Three months after progressive loading, the definitive prosthesis is made using a Cad-Cam milled structure on which ceramic is then placed. This prosthesis is screwed to the Multiim transepithelials placed at the beginning of the treatment, thus maintaining the hermetic seal at the prosthesis-implant junction and favoring the stability of the soft tissues inserted at this level. The rehabilitation is divided into three sections to generate a better biomechanical behavior in the flexion of the maxilla during mastication, as can be seen in the final radiographs (Figures 1315). The patient continues in treatment and three years later we can observe the stability of the treatment in the follow-up images compared with the initial state (figures 16-19).
Implants affected by severe peri-implantitis with circumferential bone loss (type III or IV according to the classification of Jovanovic and Spiekermann (1995) , present a poor prognosis due to bacterial colonization of the surface and the impossibility of complete detoxification of the surface [12,19]. When conservative treatments are chosen, which do not involve implant extraction, either surgical or non-surgical, the survival rates of treated implants, even in less severe cases such as type II or IV, are low. Heitz-Mayfield  reports a five-year survival rate of 63% for implants treated for peri-implantitis, despite the fact that the initial year after treatment was 100%. In a systematic review on this subject, implant survival figures of 81.73%-100% at 3 years (seven studies), 74.09%-100% at 4 years (three studies), 76.03%-100% at 5 years (four studies) and 69.63%-98.72% at 7 years (two studies)  were obtained. For this reason, and due to the high predictability of the explantation kit and its protocol used in this article, our study group advocates the extraction of implants severely affected by peri-implantitis such as those shown in the current clinical case as a safe and predictable alternative . Moreover, the possibility of being able to perform immediate retreatment in the patient, with the insertion of a new implant even in the same area and surgical procedure, often facilitates the approach to these cases . In addition, we should bear in mind that peri-implantitis is a chronic infection with occasional flare-ups maintained over time and this fact can lead to bacteremia with repercussions on the general condition of the individual . It has been shown that certain levels of pro-inflammatory proteins such as serum fibrinogen are higher in patients with periimplantitis and cardiovascular problems than in those patients with this cardiovascular pathology without peri-implantitis. Although this association has not been recognized as evident because more studies are needed to support it, it seems that this association exists and should be studied in depth.

*Entries supplied:*
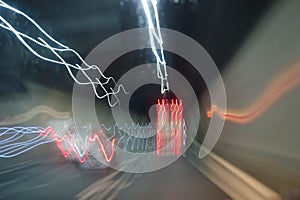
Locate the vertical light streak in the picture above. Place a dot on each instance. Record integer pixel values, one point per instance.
(22, 37)
(170, 127)
(155, 37)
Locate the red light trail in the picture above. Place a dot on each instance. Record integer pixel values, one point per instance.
(169, 127)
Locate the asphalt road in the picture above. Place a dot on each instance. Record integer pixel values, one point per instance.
(43, 173)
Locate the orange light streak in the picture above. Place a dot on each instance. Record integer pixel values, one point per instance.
(286, 82)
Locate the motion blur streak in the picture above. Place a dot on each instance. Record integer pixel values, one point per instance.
(57, 51)
(68, 145)
(155, 37)
(286, 82)
(42, 109)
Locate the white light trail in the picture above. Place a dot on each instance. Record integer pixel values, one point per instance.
(22, 37)
(155, 37)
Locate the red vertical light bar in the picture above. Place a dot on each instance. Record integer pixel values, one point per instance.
(169, 127)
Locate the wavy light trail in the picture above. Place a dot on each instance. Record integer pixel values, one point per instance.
(68, 145)
(42, 109)
(57, 53)
(286, 82)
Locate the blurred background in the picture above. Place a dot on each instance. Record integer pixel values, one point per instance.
(255, 45)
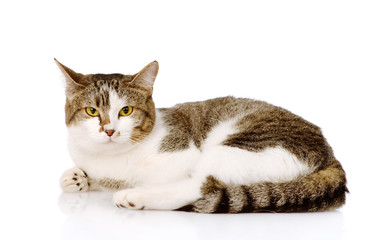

*Exercise set:*
A. Summarize the peri-implantitis passage in three sentences.
B. Carry the peri-implantitis passage forward from its final sentence.
The records have no connection to the peri-implantitis passage.

*Results of the tasks:*
A. Three months after progressive loading, a definitive prosthesis with a CAD-CAM milled structure and ceramic was screwed to the Multiim transepithelials and divided into three sections for better biomechanical behavior, and the treatment remained stable three years later. Implants with severe peri-implantitis and circumferential bone loss have a poor prognosis, and conservative treatments yield low survival rates. The study group therefore advocates extracting such implants as a safe and predictable alternative that often allows immediate placement of a new implant, noting also that peri-implantitis is a chronic infection that may affect general health.

B.
Advanced cases of peri-implantitis can be treated with the atraumatic explantation technique described in this article with high success rates. In addition, implant replacement in these patients with chronic recurrent infections is recommended, especially when the progression of the bone defect and the exposure of the implant surface makes it impossible to regenerate new bone in the affected area once the pertinent treatments to detoxify the area have been carried out.